• _Written exercise 1_
Find each line in the listing that contains the word "every" and copy those lines out.

• _Reading passage_
○ ○ ○ ○ ○

67. Add Binary

Description

Given two binary strings a and b, return their sum as a binary string.

 

Example 1:

Input: a = "11", b = "1"
Output: "100"

Example 2:

Input: a = "1010", b = "1011"
Output: "10101"

 

Constraints:

• 1 <= a.length, b.length <= 104
• a and b consist only of '0' or '1' characters.
• Each string does not contain leading zeros except for the zero itself.

Solutions

Solution 1: Simulation

We use a variable \(carry\) to record the current carry, and two pointers \(i\) and \(j\) to point to the end of \(a\) and \(b\) respectively, and add them bit by bit from the end to the beginning.

The time complexity is \(O(\max(m, n))\), where \(m\) and \(n\) are the lengths of strings \(a\) and \(b\) respectively. The space complexity is \(O(1)\).

Python3JavaC++GoTypeScriptRustC#

class Solution:
    def addBinary(self, a: str, b: str) -> str:
        return bin(int(a, 2) + int(b, 2))[2:]

class Solution {
    public String addBinary(String a, String b) {
        var sb = new StringBuilder();
        int i = a.length() - 1, j = b.length() - 1;
        for (int carry = 0; i >= 0 || j >= 0 || carry > 0; --i, --j) {
            carry += (i >= 0 ? a.charAt(i) - '0' : 0) + (j >= 0 ? b.charAt(j) - '0' : 0);
            sb.append(carry % 2);
            carry /= 2;
        }
        return sb.reverse().toString();
    }
}

class Solution {
public:
    string addBinary(string a, string b) {
        string ans;
        int i = a.size() - 1, j = b.size() - 1;
        for (int carry = 0; i >= 0 || j >= 0 || carry; --i, --j) {
            carry += (i >= 0 ? a[i] - '0' : 0) + (j >= 0 ? b[j] - '0' : 0);
            ans.push_back((carry % 2) + '0');
            carry /= 2;
        }
        reverse(ans.begin(), ans.end());
        return ans;
    }
};

func addBinary(a string, b string) string {
    i, j := len(a)-1, len(b)-1
    ans := []byte{}
    for carry := 0; i >= 0 || j >= 0 || carry > 0; i, j = i-1, j-1 {
        if i >= 0 {
            carry += int(a[i] - '0')
        }
        if j >= 0 {
            carry += int(b[j] - '0')
        }
        ans = append(ans, byte(carry%2+'0'))
        carry /= 2
    }
    for i, j := 0, len(ans)-1; i < j; i, j = i+1, j-1 {
        ans[i], ans[j] = ans[j], ans[i]
    }
    return string(ans)

○ ○ ○ ○ ○

• _Records shown_
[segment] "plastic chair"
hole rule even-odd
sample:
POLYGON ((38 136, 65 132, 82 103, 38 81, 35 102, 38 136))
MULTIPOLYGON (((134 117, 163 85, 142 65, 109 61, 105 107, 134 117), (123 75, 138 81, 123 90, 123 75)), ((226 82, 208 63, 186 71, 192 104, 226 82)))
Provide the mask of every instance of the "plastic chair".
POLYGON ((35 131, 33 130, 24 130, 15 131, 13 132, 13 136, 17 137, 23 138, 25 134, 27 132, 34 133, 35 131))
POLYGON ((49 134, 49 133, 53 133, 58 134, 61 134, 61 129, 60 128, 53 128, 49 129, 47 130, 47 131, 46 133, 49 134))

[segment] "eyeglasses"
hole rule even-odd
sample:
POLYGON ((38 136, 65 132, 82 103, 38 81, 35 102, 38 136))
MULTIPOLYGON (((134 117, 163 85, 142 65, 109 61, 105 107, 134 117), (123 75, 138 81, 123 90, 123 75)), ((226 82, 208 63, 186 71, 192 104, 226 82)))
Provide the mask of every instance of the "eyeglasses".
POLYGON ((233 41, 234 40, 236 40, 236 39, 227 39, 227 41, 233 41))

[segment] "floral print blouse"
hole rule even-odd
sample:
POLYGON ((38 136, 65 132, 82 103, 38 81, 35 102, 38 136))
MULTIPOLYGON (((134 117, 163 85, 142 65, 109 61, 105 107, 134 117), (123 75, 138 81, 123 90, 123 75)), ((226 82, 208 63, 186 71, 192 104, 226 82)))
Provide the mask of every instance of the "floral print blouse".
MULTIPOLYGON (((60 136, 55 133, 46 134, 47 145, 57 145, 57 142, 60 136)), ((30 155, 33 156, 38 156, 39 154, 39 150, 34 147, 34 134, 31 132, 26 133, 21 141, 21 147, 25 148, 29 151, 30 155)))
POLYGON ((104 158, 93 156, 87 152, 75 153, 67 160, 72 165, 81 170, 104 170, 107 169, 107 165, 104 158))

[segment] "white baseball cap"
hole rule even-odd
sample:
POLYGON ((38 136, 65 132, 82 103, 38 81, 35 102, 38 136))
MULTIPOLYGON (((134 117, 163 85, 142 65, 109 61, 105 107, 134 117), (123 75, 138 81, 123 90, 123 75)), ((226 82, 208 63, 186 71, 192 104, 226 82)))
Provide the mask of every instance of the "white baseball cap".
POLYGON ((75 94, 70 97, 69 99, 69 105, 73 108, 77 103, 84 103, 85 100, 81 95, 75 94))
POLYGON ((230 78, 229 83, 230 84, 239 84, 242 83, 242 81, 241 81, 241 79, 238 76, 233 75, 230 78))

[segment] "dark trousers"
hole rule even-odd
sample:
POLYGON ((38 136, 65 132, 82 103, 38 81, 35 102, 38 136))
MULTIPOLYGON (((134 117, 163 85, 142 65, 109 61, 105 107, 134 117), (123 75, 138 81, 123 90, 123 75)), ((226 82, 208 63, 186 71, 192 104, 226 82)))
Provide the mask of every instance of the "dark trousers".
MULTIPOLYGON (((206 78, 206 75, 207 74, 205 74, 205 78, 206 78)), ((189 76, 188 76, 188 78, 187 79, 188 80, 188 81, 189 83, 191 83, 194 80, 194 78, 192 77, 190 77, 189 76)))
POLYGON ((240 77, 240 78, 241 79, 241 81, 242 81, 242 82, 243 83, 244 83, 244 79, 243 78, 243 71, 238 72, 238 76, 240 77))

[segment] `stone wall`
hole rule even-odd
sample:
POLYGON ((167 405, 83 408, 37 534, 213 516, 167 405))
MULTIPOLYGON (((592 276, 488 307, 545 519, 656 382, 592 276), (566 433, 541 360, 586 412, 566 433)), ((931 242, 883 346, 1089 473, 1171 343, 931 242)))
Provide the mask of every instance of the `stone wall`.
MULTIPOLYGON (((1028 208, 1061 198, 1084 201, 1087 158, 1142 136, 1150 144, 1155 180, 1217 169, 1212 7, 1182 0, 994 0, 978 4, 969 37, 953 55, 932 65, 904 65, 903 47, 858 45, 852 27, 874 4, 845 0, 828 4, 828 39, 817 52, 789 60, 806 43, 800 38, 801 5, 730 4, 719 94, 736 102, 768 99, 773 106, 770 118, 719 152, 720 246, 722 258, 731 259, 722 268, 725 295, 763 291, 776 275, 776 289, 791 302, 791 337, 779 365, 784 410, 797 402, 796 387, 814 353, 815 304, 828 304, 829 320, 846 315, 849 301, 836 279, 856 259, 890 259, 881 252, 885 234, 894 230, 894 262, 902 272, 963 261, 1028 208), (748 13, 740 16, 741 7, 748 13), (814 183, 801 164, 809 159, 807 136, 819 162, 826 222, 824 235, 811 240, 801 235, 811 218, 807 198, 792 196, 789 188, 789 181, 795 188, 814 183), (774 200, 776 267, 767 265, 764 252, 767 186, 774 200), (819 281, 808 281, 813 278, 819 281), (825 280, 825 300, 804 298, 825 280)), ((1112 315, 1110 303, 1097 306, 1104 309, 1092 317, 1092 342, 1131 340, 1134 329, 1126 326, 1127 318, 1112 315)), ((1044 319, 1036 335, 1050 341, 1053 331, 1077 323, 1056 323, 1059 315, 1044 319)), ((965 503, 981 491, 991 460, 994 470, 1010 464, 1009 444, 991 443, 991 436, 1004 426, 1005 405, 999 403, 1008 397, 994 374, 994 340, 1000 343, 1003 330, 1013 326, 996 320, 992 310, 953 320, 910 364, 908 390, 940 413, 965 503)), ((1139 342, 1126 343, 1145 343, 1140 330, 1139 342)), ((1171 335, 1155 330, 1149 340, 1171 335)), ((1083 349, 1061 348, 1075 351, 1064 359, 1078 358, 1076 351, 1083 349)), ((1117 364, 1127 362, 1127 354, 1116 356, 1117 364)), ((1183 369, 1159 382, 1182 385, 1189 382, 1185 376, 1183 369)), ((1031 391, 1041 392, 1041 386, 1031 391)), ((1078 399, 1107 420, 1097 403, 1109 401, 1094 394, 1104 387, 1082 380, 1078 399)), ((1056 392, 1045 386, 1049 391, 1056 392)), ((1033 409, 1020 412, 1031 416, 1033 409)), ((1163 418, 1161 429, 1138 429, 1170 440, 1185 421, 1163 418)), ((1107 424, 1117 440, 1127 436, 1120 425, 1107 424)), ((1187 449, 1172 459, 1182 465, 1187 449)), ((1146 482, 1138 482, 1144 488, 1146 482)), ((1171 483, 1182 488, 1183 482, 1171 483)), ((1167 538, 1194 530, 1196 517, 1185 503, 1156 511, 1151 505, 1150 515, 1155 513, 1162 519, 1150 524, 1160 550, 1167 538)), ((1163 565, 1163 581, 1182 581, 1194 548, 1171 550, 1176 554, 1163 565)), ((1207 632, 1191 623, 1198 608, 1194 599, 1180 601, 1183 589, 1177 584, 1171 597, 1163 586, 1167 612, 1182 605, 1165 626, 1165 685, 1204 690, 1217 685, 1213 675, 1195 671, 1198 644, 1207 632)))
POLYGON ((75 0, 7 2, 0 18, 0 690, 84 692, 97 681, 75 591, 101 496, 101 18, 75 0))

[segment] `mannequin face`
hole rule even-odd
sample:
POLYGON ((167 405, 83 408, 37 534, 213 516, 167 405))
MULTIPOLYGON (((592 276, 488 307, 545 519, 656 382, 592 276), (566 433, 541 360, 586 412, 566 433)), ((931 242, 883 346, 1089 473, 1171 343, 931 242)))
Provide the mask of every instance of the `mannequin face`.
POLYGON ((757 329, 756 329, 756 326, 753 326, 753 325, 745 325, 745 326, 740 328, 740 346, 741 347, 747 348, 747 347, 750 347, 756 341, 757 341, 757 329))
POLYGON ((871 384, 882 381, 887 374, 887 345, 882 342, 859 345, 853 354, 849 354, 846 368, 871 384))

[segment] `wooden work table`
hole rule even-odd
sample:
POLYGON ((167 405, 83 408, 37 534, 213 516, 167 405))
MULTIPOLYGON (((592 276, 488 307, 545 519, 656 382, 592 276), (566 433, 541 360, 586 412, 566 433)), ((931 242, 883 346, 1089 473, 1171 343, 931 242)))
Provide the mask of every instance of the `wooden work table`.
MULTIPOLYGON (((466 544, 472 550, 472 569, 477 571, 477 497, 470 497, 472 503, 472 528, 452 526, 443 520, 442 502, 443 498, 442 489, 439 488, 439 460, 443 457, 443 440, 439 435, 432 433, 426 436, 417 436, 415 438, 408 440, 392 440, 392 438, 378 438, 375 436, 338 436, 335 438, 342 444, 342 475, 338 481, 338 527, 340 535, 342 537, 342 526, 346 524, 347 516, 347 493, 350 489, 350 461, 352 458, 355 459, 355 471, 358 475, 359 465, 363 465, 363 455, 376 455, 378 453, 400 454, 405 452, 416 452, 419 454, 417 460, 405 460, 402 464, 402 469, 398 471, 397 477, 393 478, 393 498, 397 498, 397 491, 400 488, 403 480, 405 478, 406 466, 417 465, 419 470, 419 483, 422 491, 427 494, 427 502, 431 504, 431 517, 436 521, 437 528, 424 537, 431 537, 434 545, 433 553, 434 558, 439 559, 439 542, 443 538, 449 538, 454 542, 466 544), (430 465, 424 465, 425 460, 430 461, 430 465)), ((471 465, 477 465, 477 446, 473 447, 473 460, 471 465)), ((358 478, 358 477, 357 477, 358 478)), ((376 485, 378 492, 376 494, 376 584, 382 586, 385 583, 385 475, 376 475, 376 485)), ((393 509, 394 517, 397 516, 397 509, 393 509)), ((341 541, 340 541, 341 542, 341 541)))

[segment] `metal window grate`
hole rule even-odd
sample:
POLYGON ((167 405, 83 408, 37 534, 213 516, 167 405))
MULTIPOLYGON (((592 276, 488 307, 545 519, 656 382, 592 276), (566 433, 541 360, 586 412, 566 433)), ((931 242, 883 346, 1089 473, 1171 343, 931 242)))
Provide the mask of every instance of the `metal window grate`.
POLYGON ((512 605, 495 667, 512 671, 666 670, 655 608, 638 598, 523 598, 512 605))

○ ○ ○ ○ ○

• _Written exercise 2_
Pick up the Add Binary solution page at the point where it stops, and keep writing from there.

• _Response 1_
Provide the mask of every instance of the "plastic chair".
Provide the mask of every instance of the "eyeglasses".
Provide the mask of every instance of the "floral print blouse".
Provide the mask of every instance of the "white baseball cap".
Provide the mask of every instance of the "dark trousers".
Provide the mask of every instance of the `stone wall`.
Provide the mask of every instance of the `mannequin face`.
Provide the mask of every instance of the `wooden work table`.
Provide the mask of every instance of the `metal window grate`.

• _Response 2_
}

function addBinary(a: string, b: string): string {
    return (BigInt('0b' + a) + BigInt('0b' + b)).toString(2);
}

impl Solution {
    pub fn add_binary(a: String, b: String) -> String {
        let mut i = (a.len() as i32) - 1;
        let mut j = (b.len() as i32) - 1;
        let mut carry = 0;
        let mut ans = String::new();
        let a = a.as_bytes();
        let b = b.as_bytes();
        while i >= 0 || j >= 0 || carry > 0 {
            if i >= 0 {
                carry += a[i as usize] - b'0';
                i -= 1;
            }
            if j >= 0 {
                carry += b[j as usize] - b'0';
                j -= 1;
            }
            ans.push_str(&(carry % 2).to_string());
            carry /= 2;
        }
        ans.chars().rev().collect()
    }
}

public class Solution {
    public string AddBinary(string a, string b) {
        int i = a.Length - 1;
        int j = b.Length - 1;
        var sb = new StringBuilder();
        for (int carry = 0; i >= 0 || j >= 0 || carry > 0; --i, --j) {
            carry += i >= 0 ? a[i] - '0' : 0;
            carry += j >= 0 ? b[j] - '0' : 0;
            sb.Append(carry % 2);
            carry /= 2;
        }
        var ans = sb.ToString().ToCharArray();
        Array.Reverse(ans);
        return new string(ans);
    }
}

Solution 2

Python3TypeScript

class Solution:
    def addBinary(self, a: str, b: str) -> str:
        ans = []
        i, j, carry = len(a) - 1, len(b) - 1, 0
        while i >= 0 or j >= 0 or carry:
            carry += (0 if i < 0 else int(a[i])) + (0 if j < 0 else int(b[j]))
            carry, v = divmod(carry, 2)
            ans.append(str(v))
            i, j = i - 1, j - 1
        return ''.join(ans[::-1])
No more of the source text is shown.